- Tasks to perform:
1 > Translate this sentence from the article on the Hertz bidding war into Spanish: "That bid was then topped in April by the Centerbridge group, which includes Warburg Pincus and Dundon Capital Partners."
2 > Summarize the article on the Hertz bidding war in two sentences.
3 > Write the next part of the article on the Hertz bidding war, starting after its last sentence.

- Selected extract:
══════════════════════════════
A bidding war for the bankrupt car rental group Hertz will reach its end game when rival private equity bidders square off in an auction to be conducted in a federal bankruptcy court on Monday.

A consortium led by Centerbridge Partners indicated that it would counterbid against a recent proposal submitted by another group led by Knighthead Capital that set Hertz’s enterprise value at $6.2bn.

That figure would allow existing Hertz shareholders to receive a surprisingly generous recovery valued in excess of $2 per share. The battle for the car rental company comes as the travel and leisure industries rapidly recover as vaccination rates soar and the US economy picks up steam.

The punches traded between the two bidding groups started in March when Hertz accepted a bid from Knighthead and its partners Certares Opportunities that valued the company at just $4.8bn. That bid was then topped in April by the Centerbridge group, which includes Warburg Pincus and Dundon Capital Partners.

On Wednesday, the Hertz board determined that the offer from Knighthead received last week constituted a “superior proposal”. Bidding procedures established by the bankruptcy court in Delaware have allowed Centerbridge to trigger the Monday auction.

Early bids by the two groups contemplated junior bondholders receiving equity in the new company while existing shareholders would be eliminated.

A group of hedge funds that accumulated Hertz shares argued that the company’s valuation was large enough to support at least a modest recovery for current shareholders. This group has since joined forces with Knighthead/Certares along with Apollo Global Management to lead a package of $7bn in fresh debt and equity capital to reorganise Hertz.
══════════════════════════════
- Information shown:
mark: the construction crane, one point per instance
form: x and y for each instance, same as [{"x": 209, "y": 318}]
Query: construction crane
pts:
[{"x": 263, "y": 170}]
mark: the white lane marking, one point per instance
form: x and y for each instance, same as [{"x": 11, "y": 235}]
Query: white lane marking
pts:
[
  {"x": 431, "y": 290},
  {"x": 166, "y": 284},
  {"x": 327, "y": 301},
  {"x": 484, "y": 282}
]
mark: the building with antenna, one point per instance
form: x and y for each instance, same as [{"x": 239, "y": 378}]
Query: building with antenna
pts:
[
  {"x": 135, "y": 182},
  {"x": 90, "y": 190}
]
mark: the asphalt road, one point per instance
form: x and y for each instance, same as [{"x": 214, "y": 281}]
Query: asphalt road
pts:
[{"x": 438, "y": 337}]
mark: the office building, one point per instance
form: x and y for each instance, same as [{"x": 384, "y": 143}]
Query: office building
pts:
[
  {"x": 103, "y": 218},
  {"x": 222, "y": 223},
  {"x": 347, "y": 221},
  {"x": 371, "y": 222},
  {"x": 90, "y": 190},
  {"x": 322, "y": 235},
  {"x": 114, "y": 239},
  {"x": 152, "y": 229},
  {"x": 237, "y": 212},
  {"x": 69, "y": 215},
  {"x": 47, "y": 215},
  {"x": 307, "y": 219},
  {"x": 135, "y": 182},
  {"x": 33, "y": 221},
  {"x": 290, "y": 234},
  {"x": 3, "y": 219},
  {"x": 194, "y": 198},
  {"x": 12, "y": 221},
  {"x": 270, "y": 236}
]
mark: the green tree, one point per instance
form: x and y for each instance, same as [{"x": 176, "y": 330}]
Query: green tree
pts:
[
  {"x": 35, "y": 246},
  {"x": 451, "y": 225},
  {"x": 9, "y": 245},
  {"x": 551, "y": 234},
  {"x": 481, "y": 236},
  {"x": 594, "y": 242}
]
══════════════════════════════
- Results in order:
1 > Esa oferta fue superada luego en abril por el grupo de Centerbridge, que incluye a Warburg Pincus y Dundon Capital Partners.

2 > Rival private equity groups led by Centerbridge Partners and Knighthead Capital are fighting over bankrupt car rental company Hertz, and the contest reaches its end game in an auction in federal bankruptcy court on Monday. A recent Knighthead-led proposal values Hertz at $6.2bn and would give existing shareholders a recovery worth over $2 per share, and the Hertz board judged Knighthead's offer a "superior proposal," whereas early bids from both groups would have eliminated those shareholders.

3 >
Their proposal offers a 50 cents in cash recovery to current Hertz equity holders and allows them to buy equity in new Hertz, either through a rights offering or through warrants. The group has pegged the value of this package at roughly $2.25 per share, according to one person directly familiar with the matter.

Hertz shares rallied last summer to more than five dollars on the strength of retail traders using the Robinhood app. Experts, however, scoffed as it appeared that since junior creditors would receive less than 100 cents on the dollar in the restructuring, the even lower-ranked shareholders would be entitled to nothing.

The Knighthead plan raises enough cash to pay off all creditors in full as well as make the cash payment to shareholders. Hertz’s shares have rallied to $3.48 from a low this year of 66 cents, implying a current market capitalisation exceeding $500m.

The bankruptcy court must approve the winning bidder, which will be followed by a vote on the plan by Hertz claimants. The company is racing to lock in a deal and exit the Chapter 11 process by the beginning of July, the start of the company’s busiest season.

The favourable conditions in the capital markets have enabled the fevered fight for Hertz.

“I can’t recall a better financing market,” William Derrough, Hertz’s investment banker at Moelis & Co, said in court testimony in April.